--- PROVIDED ENTRIES ---

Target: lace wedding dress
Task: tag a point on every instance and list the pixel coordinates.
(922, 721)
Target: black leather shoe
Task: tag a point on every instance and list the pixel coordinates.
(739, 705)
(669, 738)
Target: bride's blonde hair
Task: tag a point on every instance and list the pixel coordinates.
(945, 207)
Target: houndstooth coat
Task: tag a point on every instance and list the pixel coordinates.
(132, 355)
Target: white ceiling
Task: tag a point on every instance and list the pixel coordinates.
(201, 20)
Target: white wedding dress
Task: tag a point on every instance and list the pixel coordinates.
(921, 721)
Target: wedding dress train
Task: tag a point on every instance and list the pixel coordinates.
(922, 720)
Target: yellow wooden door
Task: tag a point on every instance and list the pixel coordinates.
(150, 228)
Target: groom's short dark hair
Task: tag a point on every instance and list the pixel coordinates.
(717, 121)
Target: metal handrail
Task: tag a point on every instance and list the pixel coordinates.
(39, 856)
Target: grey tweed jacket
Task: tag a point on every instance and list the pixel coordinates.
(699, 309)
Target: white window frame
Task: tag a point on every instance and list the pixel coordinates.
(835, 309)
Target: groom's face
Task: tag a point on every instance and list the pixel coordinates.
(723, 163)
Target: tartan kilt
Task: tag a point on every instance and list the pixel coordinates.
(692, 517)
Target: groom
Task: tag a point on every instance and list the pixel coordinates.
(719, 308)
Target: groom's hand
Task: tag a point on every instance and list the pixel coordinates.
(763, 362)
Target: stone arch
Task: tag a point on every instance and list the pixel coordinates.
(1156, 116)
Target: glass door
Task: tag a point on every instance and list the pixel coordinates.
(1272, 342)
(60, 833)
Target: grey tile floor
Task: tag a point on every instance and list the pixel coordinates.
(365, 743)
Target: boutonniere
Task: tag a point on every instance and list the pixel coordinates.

---

_EXERCISE DIRECTIONS_
Can you give every line above again, exactly as written?

_WRITTEN RESPONSE_
Target: lace wedding dress
Task: tag a point on every instance and list the pixel coordinates.
(922, 721)
Target: black leather shoe
Task: tag a point on every instance and list the pixel coordinates.
(739, 705)
(669, 738)
Target: bride's blonde hair
Task: tag a point on every instance and list the pixel coordinates.
(945, 207)
Target: houndstooth coat
Task: tag a point on every instance and list the pixel coordinates.
(132, 355)
Target: white ceiling
Task: tag a point on every instance and list the pixel coordinates.
(201, 20)
Target: white wedding dress
Task: tag a point on every instance and list the pixel coordinates.
(921, 721)
Target: wedding dress train
Task: tag a point on every instance and list the pixel coordinates.
(922, 720)
Target: yellow wooden door
Task: tag a point on every instance and list the pixel coordinates.
(150, 228)
Target: groom's short dark hair
Task: tag a point on every instance and list the pixel coordinates.
(717, 121)
Target: metal handrail
Task: tag a point on every instance and list the pixel coordinates.
(39, 856)
Target: grey tweed jacket
Task: tag a point on every instance and list the pixel coordinates.
(699, 309)
Target: white window frame
Task: tag a point on every instance and list the pixel coordinates.
(835, 309)
Target: groom's face
Task: tag a point on every instance and list the pixel coordinates.
(723, 163)
Target: tartan kilt
Task: tag a point on every instance and list the pixel coordinates.
(692, 517)
Target: groom
Task: tag a point on every instance and list the pixel coordinates.
(719, 308)
Target: groom's hand
Task: tag a point on every instance and list the pixel coordinates.
(763, 362)
Target: stone arch
Task: tag a point on every instance and list the pixel coordinates.
(1156, 116)
Target: glass door
Task: tag a point on every instance and list the pixel coordinates.
(1272, 342)
(60, 833)
Target: grey tile floor
Task: tag a point on every instance and list the pixel coordinates.
(365, 743)
Target: boutonniere
Task: tag a point on every instance and list the pixel coordinates.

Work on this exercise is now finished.